**TASK DETAILS**
Rewrite the listing, starting at its first line and ending after the line that contains "[[307, 43]]", keeping every line in between. Shift each coordinate in the answer points by -69, and omit the pictures.

::: DATA EXCERPTS

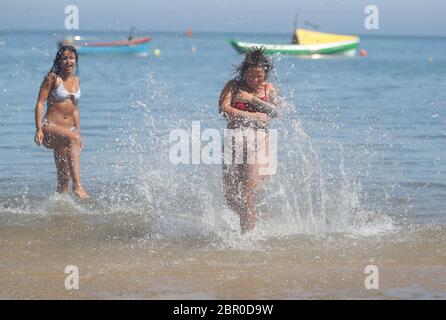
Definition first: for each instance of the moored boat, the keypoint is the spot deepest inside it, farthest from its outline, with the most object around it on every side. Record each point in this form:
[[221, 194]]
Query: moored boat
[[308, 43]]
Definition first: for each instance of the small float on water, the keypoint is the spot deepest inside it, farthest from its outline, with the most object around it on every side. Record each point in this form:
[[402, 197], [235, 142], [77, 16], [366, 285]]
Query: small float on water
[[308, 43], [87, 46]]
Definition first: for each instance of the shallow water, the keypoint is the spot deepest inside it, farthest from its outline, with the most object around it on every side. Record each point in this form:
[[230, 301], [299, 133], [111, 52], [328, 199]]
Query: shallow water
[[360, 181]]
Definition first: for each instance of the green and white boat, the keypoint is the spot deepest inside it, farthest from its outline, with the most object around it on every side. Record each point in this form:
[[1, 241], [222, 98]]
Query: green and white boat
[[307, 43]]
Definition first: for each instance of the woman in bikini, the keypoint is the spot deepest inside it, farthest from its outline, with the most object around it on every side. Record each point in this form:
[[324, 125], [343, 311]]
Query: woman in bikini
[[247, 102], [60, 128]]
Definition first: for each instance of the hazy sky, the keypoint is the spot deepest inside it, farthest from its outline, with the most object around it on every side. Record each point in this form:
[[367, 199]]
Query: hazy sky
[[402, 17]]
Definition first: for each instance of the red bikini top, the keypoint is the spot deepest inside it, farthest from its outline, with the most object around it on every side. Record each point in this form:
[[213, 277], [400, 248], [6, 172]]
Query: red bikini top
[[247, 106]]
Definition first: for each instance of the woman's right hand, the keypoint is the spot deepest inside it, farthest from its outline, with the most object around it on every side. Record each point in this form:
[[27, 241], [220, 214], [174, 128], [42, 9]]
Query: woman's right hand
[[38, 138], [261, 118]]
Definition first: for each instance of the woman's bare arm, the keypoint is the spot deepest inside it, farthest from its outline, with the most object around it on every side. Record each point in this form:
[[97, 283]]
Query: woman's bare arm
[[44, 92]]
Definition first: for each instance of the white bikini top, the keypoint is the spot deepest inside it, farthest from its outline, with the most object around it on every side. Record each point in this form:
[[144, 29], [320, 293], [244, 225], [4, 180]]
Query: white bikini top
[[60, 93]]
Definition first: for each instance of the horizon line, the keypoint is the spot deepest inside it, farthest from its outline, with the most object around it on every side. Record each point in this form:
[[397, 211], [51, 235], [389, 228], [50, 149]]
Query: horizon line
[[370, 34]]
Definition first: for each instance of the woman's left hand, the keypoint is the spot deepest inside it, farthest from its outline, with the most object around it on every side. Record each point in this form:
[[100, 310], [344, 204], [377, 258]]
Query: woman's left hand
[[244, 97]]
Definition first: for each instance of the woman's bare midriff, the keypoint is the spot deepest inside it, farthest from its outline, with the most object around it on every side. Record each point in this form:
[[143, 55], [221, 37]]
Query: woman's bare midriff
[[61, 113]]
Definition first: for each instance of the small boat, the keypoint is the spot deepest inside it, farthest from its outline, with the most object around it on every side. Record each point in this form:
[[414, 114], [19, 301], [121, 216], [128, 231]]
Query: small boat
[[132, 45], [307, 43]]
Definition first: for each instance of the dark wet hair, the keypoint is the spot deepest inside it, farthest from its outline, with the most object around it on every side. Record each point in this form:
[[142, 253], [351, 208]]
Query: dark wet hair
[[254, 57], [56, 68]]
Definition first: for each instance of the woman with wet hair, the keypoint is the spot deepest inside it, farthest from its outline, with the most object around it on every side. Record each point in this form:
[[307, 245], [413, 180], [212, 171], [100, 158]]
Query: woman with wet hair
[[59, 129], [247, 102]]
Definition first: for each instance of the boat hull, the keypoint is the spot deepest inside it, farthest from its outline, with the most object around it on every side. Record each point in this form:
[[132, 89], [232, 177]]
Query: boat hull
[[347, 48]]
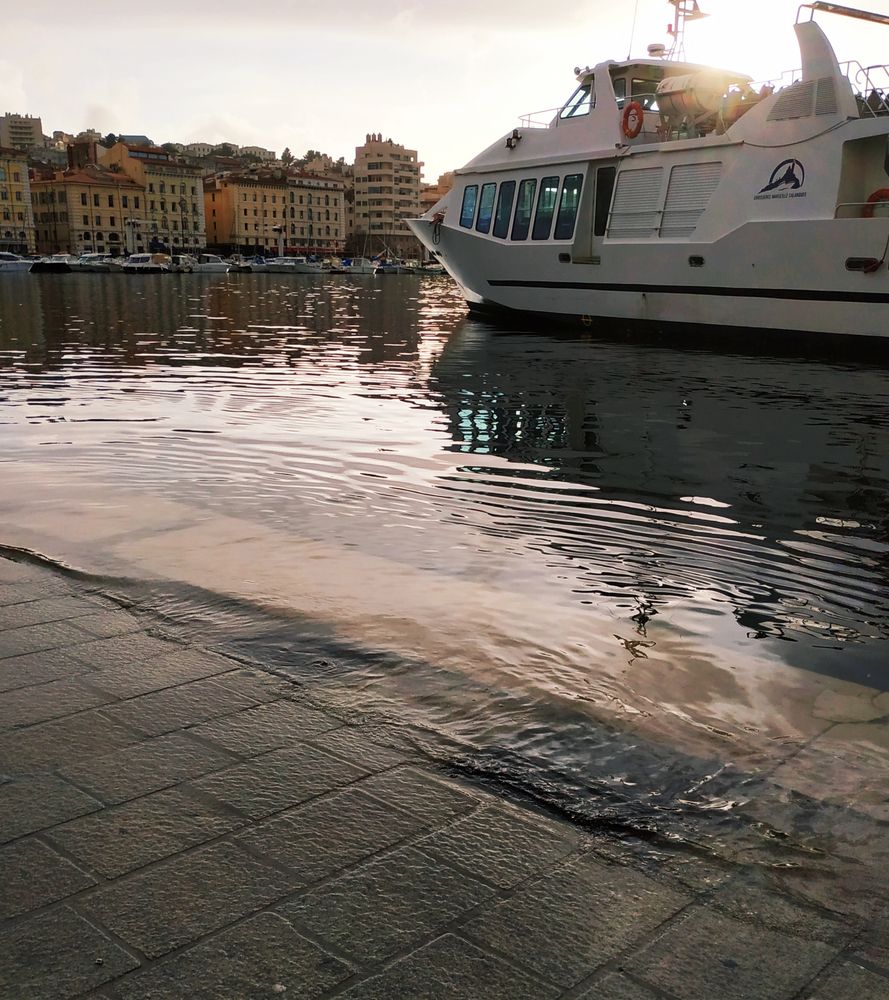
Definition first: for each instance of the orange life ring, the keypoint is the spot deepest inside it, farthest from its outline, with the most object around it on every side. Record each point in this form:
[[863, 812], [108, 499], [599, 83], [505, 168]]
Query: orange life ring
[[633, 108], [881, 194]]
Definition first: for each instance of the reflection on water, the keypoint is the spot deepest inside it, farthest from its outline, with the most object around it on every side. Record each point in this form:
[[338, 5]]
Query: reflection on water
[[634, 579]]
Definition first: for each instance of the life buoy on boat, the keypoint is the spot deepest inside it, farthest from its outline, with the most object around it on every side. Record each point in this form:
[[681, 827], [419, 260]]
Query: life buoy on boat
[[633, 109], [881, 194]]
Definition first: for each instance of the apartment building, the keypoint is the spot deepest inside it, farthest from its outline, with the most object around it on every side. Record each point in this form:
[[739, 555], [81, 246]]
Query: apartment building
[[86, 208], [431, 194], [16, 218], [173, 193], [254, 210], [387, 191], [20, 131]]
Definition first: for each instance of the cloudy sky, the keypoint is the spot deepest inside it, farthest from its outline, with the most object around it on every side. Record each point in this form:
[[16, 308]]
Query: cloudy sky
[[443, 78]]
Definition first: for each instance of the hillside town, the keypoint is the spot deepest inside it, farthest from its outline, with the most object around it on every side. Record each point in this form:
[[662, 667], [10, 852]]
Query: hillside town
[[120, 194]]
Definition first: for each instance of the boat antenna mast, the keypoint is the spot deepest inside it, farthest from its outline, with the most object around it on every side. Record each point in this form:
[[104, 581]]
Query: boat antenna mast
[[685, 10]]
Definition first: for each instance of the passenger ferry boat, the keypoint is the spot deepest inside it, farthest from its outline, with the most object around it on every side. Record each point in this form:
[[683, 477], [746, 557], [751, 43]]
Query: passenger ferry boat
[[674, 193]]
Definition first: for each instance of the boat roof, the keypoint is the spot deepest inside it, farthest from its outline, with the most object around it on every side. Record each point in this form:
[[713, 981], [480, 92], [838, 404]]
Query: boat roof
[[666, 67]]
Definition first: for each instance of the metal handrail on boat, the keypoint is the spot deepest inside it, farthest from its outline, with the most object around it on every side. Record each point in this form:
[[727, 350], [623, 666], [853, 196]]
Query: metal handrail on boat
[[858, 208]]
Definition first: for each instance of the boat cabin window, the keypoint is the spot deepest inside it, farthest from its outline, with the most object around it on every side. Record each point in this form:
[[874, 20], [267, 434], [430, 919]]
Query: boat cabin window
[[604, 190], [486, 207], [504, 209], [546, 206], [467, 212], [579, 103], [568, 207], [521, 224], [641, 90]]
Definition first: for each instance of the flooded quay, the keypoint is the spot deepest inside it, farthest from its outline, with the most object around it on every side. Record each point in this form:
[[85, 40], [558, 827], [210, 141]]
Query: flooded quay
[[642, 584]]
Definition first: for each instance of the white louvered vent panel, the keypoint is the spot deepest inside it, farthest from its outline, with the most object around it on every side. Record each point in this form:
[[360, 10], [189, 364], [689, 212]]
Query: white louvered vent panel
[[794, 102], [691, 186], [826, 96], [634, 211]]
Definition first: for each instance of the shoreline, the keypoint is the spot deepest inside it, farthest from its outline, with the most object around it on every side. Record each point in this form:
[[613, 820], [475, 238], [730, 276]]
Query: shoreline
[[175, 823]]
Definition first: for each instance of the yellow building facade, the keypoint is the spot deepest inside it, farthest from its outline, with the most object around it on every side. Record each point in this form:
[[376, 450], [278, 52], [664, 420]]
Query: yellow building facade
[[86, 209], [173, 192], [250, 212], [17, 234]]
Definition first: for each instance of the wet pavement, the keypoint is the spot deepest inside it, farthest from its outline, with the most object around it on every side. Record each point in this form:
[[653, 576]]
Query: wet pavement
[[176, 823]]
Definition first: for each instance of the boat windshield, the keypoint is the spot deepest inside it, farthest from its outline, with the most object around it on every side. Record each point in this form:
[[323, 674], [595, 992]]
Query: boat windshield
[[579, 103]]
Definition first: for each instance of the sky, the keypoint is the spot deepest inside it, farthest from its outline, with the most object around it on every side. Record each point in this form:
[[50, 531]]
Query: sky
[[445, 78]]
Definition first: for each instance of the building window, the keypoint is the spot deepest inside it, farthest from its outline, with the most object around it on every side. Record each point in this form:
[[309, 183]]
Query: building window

::::::

**SOLUTION**
Definition first: for each instance of the moored boat, the keypoint is the spot deepest inside it, farthest from its outline, with the most object around it on every side. Record each point in this form:
[[221, 194]]
Query: moored boat
[[239, -26]]
Definition first: for each instance of the small float on water, the keypoint is the spot deepest inside it, farthest from its outline, with the most object around it on every side. Record each point in this form:
[[402, 197], [235, 142], [77, 16], [366, 285]]
Query: small float on water
[[239, -26], [18, -23]]
Definition first: for each instance of the shallow water, the keypoint is the spot deepest inside it, farthest from its outline, with the most object around it on every side. Record each point in this form:
[[230, 301], [299, 133], [111, 52], [328, 199]]
Query: shallow water
[[291, 112]]
Definition first: for each instance of the green and white boat, the keypoint is the spot deepest inside it, farthest from its outline, with the most object around it on every side. Record each point in this form:
[[1, 241], [222, 98]]
Query: green and white boat
[[238, -26]]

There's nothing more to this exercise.